** TEXTE DE LA PAGE **

Que diable allaient-il faire dans cette galère ? C’est ce que beaucoup pensent lorsque nous voyons des « fous » se lancer dans la restauration d’un monument en péril. Loués soient-ils car ils sont des gardiens et des passeurs. Sans eux nombre de demeures remarquables par leur architecture ou leur histoire auraient disparues à jamais, c’est-à-dire pour toujours.

C’est sur Instagram, que j’ai fait la « découverte » du château de Rosa Bonheur (ou à la TV je ne sais plus) à Thomery mais les quelques images de la demeure restée « dans son jus » m’ont immédiatement séduites par le charme suranné qui s’en dégagent. Mon regret est bien évidemment de n’avoir pu visiter le capharnaüm du grenier et l’atelier du 2ème étage. Un jour peut-être ?

Ami lecteur, imagine que tout est resté figé par le temps et que l’on s’attend à voir surgir, d’une seconde à l’autre, Rosa dans sa blouse de peintre qu’elle ne quittait pratiquement jamais, le pinceau dans une main et sa palette dans l’autre. Rosa est la sorte d’artiste que j’aime, elle a du caractère et sait ce qu’elle veut et surtout ce qu’elle ne veut pas !

** DONNÉES EXTRAITES **

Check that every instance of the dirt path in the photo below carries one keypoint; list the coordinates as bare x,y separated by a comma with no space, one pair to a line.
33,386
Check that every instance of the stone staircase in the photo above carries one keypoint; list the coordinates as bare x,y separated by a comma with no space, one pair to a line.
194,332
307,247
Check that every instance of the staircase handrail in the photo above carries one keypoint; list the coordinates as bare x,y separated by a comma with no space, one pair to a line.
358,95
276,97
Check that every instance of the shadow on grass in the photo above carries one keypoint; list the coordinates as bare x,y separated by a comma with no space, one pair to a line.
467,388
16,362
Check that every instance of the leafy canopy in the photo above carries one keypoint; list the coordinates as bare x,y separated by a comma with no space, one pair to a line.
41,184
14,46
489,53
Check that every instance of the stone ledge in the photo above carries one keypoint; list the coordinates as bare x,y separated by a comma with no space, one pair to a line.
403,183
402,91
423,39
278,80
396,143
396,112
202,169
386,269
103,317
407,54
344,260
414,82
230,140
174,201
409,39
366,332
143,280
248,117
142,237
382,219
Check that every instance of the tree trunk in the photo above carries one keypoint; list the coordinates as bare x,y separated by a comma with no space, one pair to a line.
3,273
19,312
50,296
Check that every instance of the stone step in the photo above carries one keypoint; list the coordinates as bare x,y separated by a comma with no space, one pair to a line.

...

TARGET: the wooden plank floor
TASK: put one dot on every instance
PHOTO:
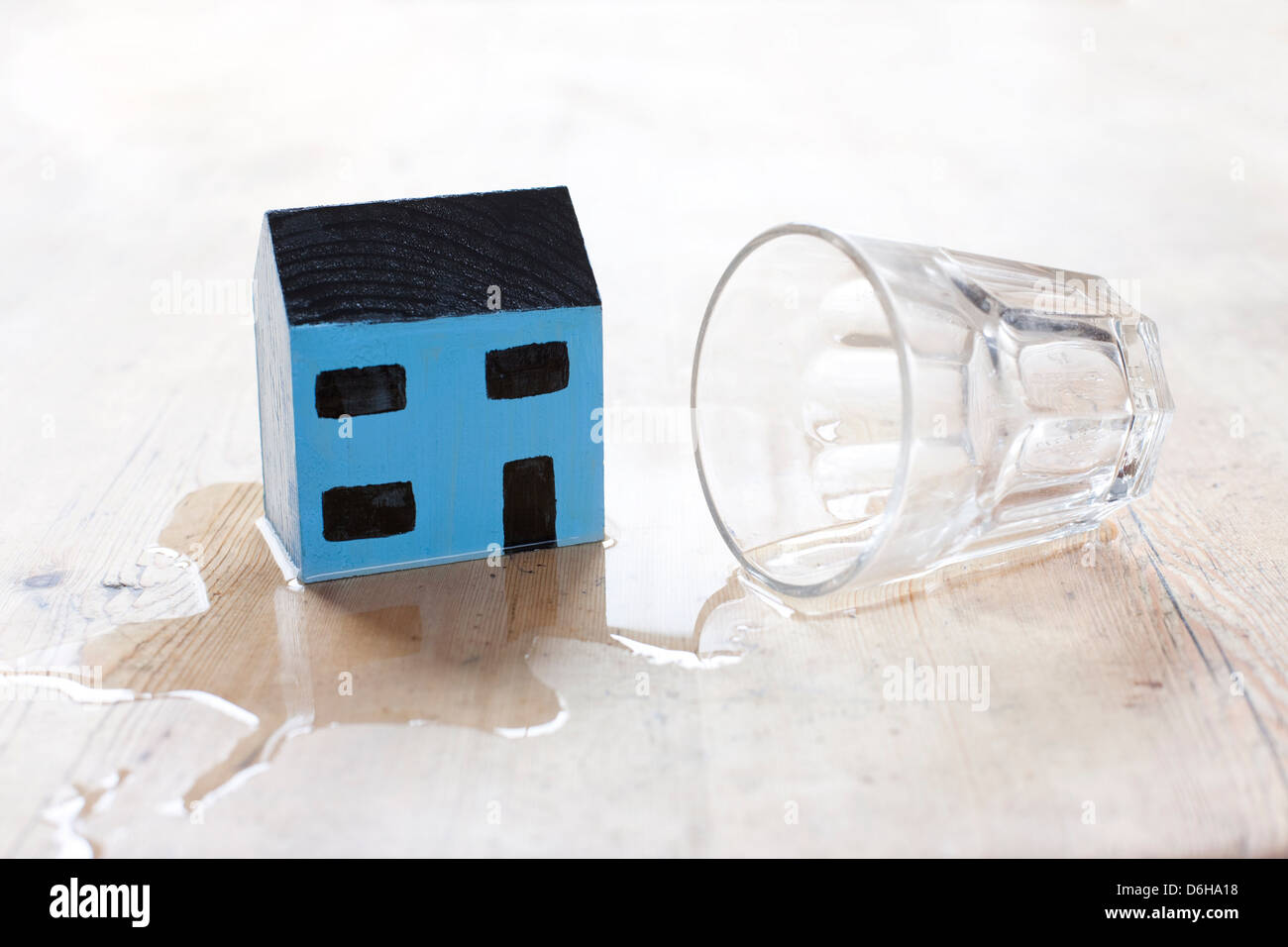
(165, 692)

** À FAIRE **
1. Pouvez-vous recopier à l'identique le passage du texte sur le château de Rosa Bonheur qui va de « Que diable allaient-il » jusqu'à « c’est-à-dire pour toujours. » ?
2. D'après le texte sur le château de Rosa Bonheur, pourquoi faut-il louer ceux qui se lancent dans la restauration d'un monument en péril ? Répondez en une à trois phrases.

** RÉPONSES **
1.
Que diable allaient-il faire dans cette galère ? C’est ce que beaucoup pensent lorsque nous voyons des « fous » se lancer dans la restauration d’un monument en péril. Loués soient-ils car ils sont des gardiens et des passeurs. Sans eux nombre de demeures remarquables par leur architecture ou leur histoire auraient disparues à jamais, c’est-à-dire pour toujours.

2. Il faut les louer parce qu'ils sont des gardiens et des passeurs. Sans eux, nombre de demeures remarquables par leur architecture ou leur histoire auraient disparu à jamais.